>>

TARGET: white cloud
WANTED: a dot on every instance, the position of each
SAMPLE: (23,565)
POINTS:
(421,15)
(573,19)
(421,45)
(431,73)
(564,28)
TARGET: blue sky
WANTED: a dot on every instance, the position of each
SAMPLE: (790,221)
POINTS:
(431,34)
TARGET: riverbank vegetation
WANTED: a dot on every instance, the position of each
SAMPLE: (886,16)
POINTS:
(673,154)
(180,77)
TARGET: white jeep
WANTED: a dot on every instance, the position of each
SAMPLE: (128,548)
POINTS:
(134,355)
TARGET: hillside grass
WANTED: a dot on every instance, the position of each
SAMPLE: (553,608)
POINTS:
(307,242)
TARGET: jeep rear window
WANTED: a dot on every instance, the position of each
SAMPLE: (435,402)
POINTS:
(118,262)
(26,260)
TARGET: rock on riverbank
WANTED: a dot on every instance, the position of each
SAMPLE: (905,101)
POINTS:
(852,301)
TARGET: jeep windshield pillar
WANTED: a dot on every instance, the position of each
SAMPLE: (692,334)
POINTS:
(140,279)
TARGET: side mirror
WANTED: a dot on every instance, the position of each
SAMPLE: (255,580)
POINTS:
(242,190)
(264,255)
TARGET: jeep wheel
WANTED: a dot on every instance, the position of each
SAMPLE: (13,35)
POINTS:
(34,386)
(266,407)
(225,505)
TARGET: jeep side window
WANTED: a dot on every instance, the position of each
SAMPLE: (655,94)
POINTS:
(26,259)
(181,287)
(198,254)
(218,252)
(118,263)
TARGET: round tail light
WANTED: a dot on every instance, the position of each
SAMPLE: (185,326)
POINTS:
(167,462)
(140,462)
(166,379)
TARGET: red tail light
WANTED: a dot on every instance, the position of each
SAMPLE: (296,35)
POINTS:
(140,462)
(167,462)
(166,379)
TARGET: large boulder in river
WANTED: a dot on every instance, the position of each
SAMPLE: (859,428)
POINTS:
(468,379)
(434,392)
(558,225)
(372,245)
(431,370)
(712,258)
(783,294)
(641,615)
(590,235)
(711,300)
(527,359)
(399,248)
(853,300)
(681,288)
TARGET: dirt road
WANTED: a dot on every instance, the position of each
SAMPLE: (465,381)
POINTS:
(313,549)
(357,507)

<<
>>

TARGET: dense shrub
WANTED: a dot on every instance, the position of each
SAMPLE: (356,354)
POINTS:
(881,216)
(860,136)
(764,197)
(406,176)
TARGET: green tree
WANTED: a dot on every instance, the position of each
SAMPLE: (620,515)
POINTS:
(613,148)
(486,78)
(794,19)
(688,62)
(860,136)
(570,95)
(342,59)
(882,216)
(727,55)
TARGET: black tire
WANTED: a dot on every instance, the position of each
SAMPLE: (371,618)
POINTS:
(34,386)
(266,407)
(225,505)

<<
>>

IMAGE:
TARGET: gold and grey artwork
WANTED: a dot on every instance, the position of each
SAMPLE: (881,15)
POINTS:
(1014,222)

<<

(What to work on): How many lines of the records contain the string "tail"? Case counts. Give only the number.

(Result of this exercise): 2